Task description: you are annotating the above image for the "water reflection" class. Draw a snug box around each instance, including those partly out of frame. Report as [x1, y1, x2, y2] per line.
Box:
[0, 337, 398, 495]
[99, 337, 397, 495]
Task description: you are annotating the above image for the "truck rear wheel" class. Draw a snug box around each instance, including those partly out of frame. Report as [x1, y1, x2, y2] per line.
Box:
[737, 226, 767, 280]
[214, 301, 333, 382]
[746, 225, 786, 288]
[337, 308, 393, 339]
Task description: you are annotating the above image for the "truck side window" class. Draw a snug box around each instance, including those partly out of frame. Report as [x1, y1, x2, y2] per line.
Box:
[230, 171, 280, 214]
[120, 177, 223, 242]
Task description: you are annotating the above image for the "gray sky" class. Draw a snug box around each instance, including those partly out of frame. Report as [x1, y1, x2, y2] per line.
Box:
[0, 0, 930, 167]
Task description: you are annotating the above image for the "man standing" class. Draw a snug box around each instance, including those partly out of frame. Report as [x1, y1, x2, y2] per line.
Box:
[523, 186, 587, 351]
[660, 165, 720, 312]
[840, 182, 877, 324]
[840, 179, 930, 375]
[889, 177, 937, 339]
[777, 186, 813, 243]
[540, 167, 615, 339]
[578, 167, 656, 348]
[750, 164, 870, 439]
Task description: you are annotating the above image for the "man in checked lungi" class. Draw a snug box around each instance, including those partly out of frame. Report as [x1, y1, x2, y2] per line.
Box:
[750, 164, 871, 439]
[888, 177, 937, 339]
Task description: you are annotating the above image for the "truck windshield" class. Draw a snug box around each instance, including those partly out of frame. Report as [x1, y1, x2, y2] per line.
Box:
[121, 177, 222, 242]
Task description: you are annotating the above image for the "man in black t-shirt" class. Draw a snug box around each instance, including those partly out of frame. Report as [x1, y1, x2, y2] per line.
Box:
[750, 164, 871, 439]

**What you should do**
Quote all of the entries above word for word.

**Problem solution**
Task description: you are annotating the above image for the "water reflection" class. Draw a snug box around each instance, including those partly out of frame. Report as [x1, y1, x2, y2] per line.
Box:
[0, 337, 398, 495]
[99, 337, 397, 495]
Task description: you are annotating the above image for the "truck rear wheel" class. Draw a snug box around each instance, including those partly out of frame. Report as [x1, y1, x2, y2] per line.
Box:
[737, 226, 767, 280]
[214, 301, 333, 382]
[746, 225, 786, 288]
[337, 308, 393, 339]
Task description: you are annotating the above image for the "truck side window" class. Draw a snug box around each instance, including those partly out of frame. Report as [x1, y1, x2, y2] per line.
Box:
[230, 171, 280, 214]
[120, 177, 223, 242]
Task description: you are annotating the above image for the "gray sky" class. Draw a snug box around each instance, including those partly out of frame. Report as [x1, y1, x2, y2] per line.
Box:
[0, 0, 930, 167]
Task description: you are annotating the above image for the "man standing" class. Draw a snug box around each instance, including those partly out of frame. Report as [x1, y1, x2, y2] per line.
Box:
[523, 186, 587, 351]
[660, 165, 720, 312]
[840, 182, 877, 324]
[840, 179, 930, 375]
[889, 177, 937, 339]
[777, 186, 813, 243]
[540, 167, 615, 339]
[578, 167, 656, 348]
[750, 164, 870, 439]
Task description: you are annotating the above image for the "man in checked lungi" class. Draw a snug box around each instance, including those partly out of frame. Report as [x1, y1, x2, y2] per line.
Box:
[750, 164, 871, 439]
[888, 177, 937, 339]
Task description: you are annotating the above image for the "truck windshield" class. Draw a snug box around each instance, including those partly out of frame. Report as [x1, y1, x2, y2] per line.
Box:
[121, 177, 222, 242]
Task description: you are annotating the above image for the "man in black t-shirt" class. Draw a snug box around each instance, including those partly out of frame. Report as [x1, y1, x2, y2] per line.
Box:
[750, 164, 871, 439]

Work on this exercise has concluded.